*What is expected*.
Copy the records word for word, starting with the line that contains "Mark one point on each instance of the fluffed" and continuing through the line that contains "pixel 172 291", both included. Leave the pictures out of your copy.

#### Input for this task ####

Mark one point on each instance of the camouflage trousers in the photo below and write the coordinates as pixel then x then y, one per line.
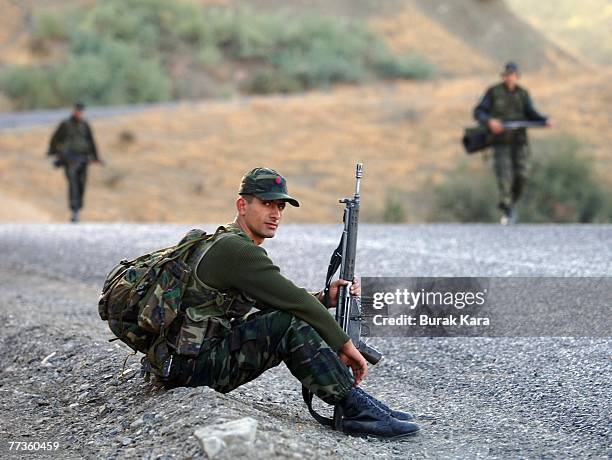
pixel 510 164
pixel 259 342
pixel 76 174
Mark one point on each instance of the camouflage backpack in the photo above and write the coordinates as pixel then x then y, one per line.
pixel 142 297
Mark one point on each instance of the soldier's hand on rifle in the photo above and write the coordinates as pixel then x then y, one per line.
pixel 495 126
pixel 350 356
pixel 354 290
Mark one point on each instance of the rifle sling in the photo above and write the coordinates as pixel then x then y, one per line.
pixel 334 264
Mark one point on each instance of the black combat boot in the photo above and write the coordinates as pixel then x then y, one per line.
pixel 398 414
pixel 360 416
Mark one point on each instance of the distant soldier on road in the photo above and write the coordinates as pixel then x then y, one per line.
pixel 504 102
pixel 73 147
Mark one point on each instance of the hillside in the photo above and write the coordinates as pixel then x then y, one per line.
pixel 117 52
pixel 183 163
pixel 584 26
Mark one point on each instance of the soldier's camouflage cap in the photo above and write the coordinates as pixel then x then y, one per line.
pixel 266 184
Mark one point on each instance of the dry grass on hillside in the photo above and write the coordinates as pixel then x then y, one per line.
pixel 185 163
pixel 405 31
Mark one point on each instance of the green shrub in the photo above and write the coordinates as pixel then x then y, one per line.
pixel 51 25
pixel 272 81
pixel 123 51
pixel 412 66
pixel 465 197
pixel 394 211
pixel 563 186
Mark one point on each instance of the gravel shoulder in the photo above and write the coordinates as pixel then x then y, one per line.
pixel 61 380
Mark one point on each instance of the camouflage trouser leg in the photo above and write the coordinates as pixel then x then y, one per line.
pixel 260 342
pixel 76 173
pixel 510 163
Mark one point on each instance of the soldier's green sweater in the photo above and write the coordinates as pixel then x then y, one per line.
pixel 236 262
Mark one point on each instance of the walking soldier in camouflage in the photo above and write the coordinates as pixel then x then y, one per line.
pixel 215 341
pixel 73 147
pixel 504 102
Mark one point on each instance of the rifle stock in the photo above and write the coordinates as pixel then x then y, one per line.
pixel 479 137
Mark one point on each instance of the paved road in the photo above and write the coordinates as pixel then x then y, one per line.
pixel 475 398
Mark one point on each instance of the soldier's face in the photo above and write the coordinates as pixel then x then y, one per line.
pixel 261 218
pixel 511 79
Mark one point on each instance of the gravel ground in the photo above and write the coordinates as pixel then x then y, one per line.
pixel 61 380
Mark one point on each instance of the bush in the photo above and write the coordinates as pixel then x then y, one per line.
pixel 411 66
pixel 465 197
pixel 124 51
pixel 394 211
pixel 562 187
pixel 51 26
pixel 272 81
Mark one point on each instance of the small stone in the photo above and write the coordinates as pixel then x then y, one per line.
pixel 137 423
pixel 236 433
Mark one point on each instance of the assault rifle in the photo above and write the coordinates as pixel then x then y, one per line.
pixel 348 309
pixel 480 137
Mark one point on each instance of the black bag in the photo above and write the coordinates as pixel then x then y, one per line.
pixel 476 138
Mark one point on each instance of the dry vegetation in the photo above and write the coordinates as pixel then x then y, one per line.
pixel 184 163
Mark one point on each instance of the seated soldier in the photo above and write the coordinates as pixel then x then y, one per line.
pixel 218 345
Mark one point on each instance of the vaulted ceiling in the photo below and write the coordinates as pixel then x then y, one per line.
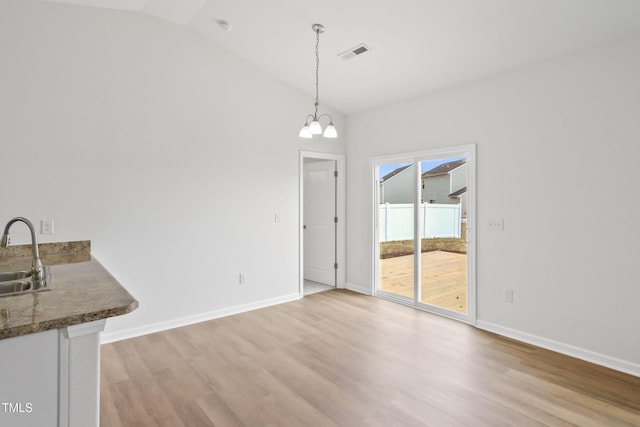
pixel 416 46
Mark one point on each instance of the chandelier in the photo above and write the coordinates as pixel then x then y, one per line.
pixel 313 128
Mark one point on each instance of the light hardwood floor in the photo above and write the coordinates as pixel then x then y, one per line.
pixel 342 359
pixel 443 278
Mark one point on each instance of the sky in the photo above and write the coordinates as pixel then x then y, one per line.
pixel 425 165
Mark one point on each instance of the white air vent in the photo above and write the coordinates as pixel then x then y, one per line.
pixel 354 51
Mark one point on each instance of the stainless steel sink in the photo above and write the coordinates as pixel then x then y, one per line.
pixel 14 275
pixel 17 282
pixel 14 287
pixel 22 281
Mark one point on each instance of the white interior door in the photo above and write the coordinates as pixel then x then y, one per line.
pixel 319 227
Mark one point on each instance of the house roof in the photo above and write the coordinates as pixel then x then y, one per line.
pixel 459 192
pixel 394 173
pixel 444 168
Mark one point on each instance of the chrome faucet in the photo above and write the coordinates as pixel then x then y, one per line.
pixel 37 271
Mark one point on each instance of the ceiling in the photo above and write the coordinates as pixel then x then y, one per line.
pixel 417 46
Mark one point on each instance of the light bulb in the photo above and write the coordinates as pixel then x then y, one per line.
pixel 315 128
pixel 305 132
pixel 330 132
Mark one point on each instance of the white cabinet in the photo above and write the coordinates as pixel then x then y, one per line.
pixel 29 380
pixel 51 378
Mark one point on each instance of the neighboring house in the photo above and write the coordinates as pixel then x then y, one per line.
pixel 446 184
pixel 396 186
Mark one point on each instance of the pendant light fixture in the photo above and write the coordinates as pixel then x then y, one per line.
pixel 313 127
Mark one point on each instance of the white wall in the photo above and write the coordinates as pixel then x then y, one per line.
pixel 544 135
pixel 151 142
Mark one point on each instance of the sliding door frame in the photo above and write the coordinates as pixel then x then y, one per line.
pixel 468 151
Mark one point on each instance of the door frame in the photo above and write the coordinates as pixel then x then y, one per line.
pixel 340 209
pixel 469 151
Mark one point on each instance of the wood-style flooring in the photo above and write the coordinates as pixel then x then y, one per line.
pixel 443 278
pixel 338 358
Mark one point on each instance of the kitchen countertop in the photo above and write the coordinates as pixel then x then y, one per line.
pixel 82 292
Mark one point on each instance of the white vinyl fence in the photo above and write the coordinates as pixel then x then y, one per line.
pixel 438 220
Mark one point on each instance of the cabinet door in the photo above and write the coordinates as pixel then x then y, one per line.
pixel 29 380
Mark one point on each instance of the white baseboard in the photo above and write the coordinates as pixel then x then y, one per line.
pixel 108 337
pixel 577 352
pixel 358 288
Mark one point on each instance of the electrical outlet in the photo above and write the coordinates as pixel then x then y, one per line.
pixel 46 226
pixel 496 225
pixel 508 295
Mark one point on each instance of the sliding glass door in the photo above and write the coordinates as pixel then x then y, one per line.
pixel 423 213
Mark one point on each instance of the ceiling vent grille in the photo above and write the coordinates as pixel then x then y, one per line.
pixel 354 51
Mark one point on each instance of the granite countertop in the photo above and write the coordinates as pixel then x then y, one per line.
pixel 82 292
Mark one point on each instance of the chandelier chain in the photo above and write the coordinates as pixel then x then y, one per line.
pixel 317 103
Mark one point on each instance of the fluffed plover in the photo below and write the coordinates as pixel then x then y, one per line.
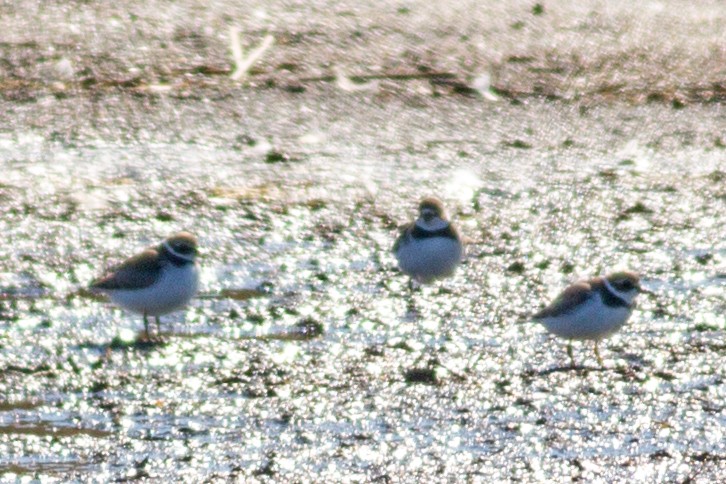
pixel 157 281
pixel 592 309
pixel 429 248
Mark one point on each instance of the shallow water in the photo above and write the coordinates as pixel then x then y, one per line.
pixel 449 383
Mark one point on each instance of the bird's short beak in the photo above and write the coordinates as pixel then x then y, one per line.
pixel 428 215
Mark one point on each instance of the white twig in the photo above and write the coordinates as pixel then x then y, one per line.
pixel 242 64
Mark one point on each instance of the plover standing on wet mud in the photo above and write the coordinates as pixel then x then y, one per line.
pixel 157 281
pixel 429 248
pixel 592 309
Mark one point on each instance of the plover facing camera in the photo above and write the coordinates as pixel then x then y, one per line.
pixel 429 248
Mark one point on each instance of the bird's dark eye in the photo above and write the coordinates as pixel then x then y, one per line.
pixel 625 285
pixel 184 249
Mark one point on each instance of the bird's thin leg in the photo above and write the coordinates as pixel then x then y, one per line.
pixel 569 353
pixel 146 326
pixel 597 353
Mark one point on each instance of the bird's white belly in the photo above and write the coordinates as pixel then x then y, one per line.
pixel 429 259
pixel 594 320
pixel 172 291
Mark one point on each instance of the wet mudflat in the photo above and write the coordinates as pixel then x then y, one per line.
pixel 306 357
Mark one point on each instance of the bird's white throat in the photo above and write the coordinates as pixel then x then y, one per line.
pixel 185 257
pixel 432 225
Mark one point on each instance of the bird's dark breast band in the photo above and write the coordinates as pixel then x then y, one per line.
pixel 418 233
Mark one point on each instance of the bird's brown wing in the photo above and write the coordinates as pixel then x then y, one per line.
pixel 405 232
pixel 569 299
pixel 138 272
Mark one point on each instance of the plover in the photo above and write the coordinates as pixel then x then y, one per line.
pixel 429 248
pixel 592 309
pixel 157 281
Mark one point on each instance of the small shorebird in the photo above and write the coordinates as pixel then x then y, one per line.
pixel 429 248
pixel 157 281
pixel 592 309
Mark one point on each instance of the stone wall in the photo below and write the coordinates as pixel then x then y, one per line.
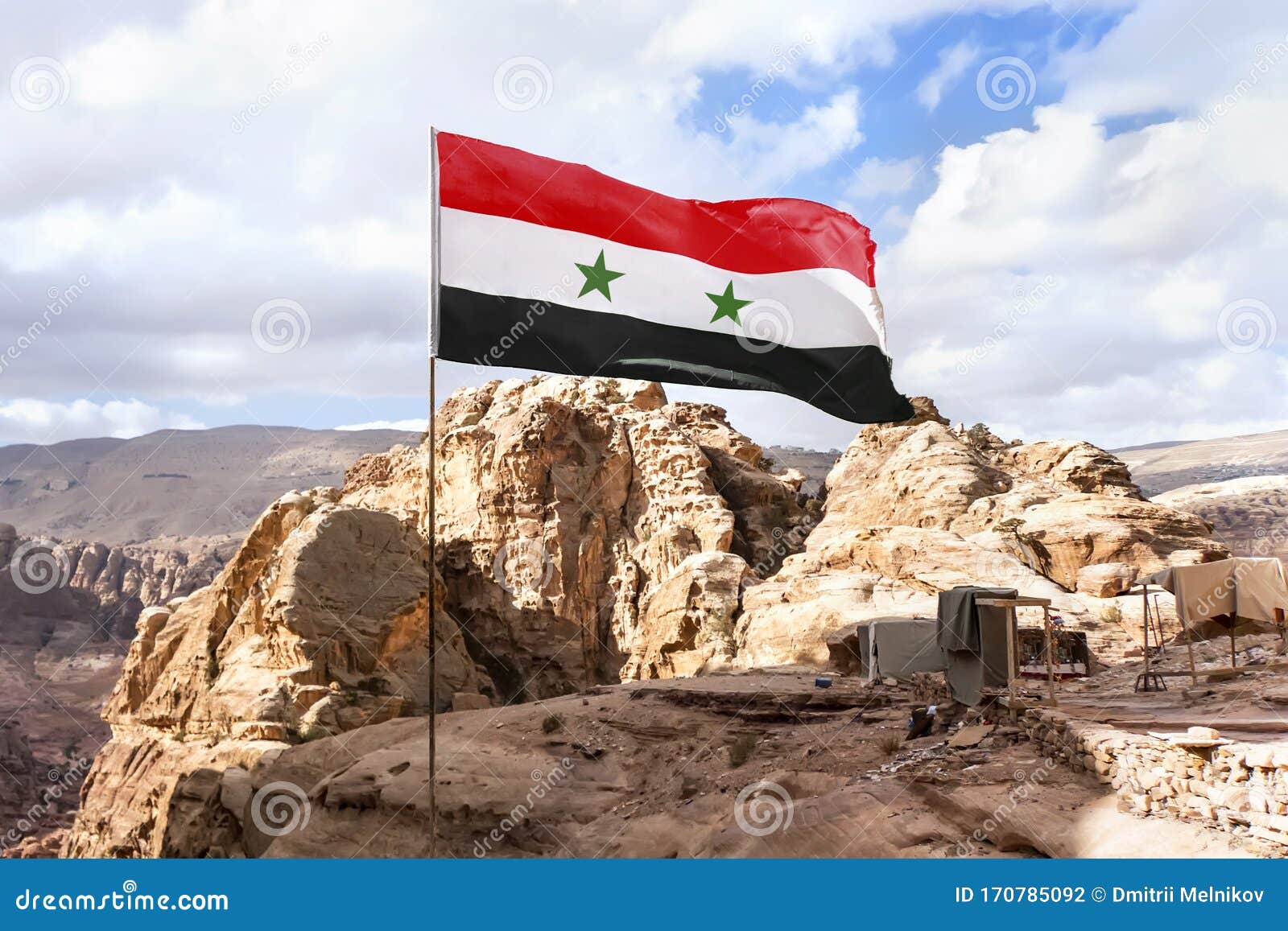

####

*Exercise output*.
Mark one point on each instance of the fluffed plover in the photo below and write the coordinates as pixel then x then y, one per line.
pixel 157 281
pixel 592 309
pixel 429 248
Mark one point on each instance of the shallow water in the photo above and write the coordinates as pixel then x then y, one per line.
pixel 449 383
Mark one point on each instance of the bird's short beak in the photo above and write the coordinates as pixel then x then y, one per line.
pixel 428 215
Mark one point on each instance of the white twig in the photo above and write the coordinates as pixel then x then y, one per line.
pixel 242 64
Mark one point on each instance of the plover standing on wet mud in the photo above and write the coordinates as pixel then x then y, one per line.
pixel 157 281
pixel 429 248
pixel 592 309
Mark one point on each instance of the plover facing camera in the photo above and write the coordinates as pixel then x then y, one per line.
pixel 429 248
Mark one point on each instance of the bird's dark eye in the photo above and write the coordinates as pixel then x then y, one per line.
pixel 625 285
pixel 184 249
Mark one point on each instance of the bird's thin leg in the photo above and write the coordinates as pixel then x then y, one per line.
pixel 569 353
pixel 146 326
pixel 597 353
Mark one point on each instance of the bird's white belly in the photo above and write the coordinates as pixel then x then y, one per line.
pixel 429 259
pixel 594 320
pixel 172 291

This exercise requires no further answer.